-- start of Information provided --
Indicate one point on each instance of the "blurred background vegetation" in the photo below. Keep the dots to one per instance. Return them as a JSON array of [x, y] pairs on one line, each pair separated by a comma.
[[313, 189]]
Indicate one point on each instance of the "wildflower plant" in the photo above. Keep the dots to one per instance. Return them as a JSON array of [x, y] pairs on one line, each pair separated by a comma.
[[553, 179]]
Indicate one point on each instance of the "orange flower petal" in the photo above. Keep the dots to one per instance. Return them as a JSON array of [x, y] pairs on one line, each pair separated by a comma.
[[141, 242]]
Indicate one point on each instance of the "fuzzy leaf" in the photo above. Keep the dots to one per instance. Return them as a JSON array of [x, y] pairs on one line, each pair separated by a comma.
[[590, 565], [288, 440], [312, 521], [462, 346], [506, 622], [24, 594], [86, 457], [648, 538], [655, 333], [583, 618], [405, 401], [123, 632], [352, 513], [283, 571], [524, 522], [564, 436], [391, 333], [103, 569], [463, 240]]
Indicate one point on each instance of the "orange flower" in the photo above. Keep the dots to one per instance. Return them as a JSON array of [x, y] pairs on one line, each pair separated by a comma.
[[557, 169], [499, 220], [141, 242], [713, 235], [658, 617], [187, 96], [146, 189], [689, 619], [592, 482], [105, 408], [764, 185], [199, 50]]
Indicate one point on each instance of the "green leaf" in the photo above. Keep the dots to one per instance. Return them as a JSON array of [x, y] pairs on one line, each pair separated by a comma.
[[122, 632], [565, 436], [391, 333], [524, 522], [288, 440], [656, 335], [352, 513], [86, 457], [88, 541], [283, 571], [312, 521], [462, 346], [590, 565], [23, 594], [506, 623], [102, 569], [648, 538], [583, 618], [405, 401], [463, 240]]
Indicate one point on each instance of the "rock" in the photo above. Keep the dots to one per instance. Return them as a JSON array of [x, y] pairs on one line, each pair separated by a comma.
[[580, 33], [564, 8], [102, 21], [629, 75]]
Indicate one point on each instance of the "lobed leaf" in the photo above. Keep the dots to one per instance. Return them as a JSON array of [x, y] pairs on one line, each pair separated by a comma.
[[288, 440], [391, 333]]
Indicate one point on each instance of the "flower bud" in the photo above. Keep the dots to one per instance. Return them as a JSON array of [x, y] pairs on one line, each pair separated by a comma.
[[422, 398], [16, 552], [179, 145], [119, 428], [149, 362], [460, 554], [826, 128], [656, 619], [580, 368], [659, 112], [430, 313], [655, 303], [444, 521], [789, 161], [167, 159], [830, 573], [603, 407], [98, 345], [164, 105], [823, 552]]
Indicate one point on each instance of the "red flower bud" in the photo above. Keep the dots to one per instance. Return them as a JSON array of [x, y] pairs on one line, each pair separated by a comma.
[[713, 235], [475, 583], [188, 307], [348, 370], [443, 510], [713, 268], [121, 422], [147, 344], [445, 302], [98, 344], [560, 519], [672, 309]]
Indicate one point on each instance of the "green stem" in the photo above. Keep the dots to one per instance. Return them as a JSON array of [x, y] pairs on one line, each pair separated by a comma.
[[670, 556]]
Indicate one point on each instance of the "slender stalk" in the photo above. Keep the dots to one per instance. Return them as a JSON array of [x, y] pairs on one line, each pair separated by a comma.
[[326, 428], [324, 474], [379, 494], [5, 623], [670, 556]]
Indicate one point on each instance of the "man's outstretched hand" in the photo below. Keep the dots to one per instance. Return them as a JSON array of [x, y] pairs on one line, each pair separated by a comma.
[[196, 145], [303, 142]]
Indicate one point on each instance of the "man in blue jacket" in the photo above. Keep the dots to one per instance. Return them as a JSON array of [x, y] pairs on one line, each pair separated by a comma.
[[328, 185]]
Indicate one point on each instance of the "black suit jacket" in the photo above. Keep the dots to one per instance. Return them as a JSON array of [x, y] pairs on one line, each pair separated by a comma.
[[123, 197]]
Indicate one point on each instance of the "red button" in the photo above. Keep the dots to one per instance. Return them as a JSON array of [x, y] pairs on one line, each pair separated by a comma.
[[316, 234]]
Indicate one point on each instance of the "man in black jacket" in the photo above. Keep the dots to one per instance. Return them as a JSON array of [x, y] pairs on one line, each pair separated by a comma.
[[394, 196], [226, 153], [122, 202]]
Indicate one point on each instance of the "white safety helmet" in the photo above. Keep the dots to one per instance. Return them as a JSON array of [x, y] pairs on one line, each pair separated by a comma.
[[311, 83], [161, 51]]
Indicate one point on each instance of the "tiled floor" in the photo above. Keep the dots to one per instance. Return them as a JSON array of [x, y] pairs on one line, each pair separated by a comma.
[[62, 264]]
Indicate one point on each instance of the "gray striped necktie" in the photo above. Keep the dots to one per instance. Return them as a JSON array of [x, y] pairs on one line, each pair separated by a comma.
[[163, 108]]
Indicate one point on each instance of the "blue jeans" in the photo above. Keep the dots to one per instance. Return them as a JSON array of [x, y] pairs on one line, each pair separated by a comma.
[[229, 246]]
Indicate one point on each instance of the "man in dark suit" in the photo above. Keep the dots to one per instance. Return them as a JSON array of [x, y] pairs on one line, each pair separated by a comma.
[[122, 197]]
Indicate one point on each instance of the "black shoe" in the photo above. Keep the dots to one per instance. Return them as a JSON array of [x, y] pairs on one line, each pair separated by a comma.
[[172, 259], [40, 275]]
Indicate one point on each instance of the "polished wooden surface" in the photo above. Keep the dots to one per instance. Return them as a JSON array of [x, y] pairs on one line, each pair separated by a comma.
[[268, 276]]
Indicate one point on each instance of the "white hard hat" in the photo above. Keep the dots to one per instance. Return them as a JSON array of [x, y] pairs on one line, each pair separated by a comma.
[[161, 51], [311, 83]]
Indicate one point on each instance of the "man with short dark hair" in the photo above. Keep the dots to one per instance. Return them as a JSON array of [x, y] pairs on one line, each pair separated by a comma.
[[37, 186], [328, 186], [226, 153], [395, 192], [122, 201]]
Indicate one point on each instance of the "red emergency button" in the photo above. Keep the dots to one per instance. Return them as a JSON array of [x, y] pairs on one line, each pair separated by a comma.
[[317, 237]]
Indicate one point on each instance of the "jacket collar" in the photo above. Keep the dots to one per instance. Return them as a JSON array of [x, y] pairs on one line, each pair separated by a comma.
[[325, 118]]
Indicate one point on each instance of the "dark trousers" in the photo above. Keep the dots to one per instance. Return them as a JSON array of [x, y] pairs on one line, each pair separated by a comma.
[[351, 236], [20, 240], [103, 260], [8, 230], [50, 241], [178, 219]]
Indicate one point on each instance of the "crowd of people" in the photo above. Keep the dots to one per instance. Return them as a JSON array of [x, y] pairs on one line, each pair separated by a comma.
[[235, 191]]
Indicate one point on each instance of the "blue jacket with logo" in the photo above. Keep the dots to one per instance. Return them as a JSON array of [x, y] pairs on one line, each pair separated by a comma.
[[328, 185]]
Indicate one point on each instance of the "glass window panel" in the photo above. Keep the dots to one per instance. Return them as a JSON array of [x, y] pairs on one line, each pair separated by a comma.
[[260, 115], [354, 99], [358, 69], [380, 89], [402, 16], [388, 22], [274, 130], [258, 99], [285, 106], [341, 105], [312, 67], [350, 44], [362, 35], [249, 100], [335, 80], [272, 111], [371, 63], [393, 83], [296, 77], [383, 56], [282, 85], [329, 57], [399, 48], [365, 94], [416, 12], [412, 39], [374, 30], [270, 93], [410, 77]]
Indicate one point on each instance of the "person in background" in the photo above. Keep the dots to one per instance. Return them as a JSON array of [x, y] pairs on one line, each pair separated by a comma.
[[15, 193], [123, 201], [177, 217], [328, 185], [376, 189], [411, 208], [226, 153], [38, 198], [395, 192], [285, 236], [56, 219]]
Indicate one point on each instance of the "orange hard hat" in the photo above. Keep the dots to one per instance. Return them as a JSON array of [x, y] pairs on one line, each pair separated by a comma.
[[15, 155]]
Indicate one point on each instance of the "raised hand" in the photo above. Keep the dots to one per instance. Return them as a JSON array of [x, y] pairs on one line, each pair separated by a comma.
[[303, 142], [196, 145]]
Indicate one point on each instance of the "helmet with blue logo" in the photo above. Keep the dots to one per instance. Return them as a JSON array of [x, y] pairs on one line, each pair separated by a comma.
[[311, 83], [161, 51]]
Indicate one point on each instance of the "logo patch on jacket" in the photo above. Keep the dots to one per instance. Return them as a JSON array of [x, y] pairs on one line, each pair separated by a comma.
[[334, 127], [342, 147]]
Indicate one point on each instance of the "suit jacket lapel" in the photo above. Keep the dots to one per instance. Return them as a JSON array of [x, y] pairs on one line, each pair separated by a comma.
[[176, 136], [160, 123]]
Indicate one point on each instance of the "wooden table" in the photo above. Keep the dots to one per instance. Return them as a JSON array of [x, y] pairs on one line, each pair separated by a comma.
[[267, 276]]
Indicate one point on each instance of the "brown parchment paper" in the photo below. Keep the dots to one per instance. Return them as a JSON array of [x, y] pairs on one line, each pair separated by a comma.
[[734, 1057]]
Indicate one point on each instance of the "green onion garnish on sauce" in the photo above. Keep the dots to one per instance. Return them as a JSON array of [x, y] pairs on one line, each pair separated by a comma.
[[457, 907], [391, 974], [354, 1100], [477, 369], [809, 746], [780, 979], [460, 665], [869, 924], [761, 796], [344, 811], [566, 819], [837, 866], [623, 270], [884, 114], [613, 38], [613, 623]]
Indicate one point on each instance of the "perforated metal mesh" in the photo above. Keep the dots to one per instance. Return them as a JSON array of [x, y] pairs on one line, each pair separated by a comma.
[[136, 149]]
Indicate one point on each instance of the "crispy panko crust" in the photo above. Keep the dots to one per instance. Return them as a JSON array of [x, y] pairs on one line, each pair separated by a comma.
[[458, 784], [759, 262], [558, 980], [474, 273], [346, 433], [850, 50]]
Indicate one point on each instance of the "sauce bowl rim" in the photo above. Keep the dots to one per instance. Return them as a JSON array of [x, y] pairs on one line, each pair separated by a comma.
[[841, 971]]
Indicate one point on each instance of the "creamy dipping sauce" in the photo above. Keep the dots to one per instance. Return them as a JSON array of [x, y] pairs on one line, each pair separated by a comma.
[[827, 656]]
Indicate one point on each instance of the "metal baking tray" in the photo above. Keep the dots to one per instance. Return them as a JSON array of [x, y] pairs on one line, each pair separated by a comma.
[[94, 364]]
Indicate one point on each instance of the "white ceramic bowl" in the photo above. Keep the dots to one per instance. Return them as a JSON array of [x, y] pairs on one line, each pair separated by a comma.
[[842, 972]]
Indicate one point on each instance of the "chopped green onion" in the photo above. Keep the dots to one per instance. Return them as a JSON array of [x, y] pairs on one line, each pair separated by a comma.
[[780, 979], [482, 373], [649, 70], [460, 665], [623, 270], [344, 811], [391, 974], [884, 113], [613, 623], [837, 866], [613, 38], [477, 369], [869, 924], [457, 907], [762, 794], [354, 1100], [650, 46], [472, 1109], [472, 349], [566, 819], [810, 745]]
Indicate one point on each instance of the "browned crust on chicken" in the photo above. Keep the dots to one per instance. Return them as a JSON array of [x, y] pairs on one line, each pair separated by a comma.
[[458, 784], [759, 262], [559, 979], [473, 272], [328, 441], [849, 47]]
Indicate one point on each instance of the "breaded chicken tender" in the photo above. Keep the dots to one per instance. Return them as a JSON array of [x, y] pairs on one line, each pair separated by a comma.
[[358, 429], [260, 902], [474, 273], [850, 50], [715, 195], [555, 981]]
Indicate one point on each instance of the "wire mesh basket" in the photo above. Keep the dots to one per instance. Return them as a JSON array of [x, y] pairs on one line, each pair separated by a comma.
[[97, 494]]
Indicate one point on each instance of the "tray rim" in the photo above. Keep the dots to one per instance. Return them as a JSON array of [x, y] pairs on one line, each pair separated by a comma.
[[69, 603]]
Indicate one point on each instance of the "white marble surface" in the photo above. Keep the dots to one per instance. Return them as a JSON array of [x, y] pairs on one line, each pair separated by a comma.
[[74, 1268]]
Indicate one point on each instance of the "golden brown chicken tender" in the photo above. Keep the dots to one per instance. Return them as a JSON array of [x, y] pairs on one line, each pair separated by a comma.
-- end of Information provided --
**Short problem**
From the start of the records through the line containing "569], [463, 240]]", change each "instance" to "occurrence" and give those lines again with nothing else altered.

**The response**
Indicate one point on each occurrence of the "blurred background vegetation" in the photo below. Keep the dots to one per occurrence. Return them as a JSON array of [x, y] pairs on one line, each pair separated by a comma.
[[313, 189]]
Indicate one point on each occurrence of the "wildflower plant" in the photo above. Keep the dots to one per occurrence. Return them as a JSON array of [x, y] pairs on one line, each pair separated by a comma.
[[553, 179]]
Indicate one point on each occurrence of the "orange flower petal" in the photo above. Keep the dots to one per occurrence. Return them as a JSON array of [x, y] pairs on one line, each pair separated by a comma.
[[141, 242]]
Indicate one point on each occurrence of the "fuzzy leaf" in the photo above. Keep the dots to one per occurrence. Return them as a JSON array of [x, y] pairs on one line, each pair separated by a comma.
[[590, 565], [288, 440], [312, 521], [462, 346], [506, 622], [24, 594], [86, 457], [648, 538], [655, 333], [583, 618], [405, 401], [123, 632], [352, 513], [283, 571], [524, 522], [564, 436], [391, 333], [103, 569], [463, 240]]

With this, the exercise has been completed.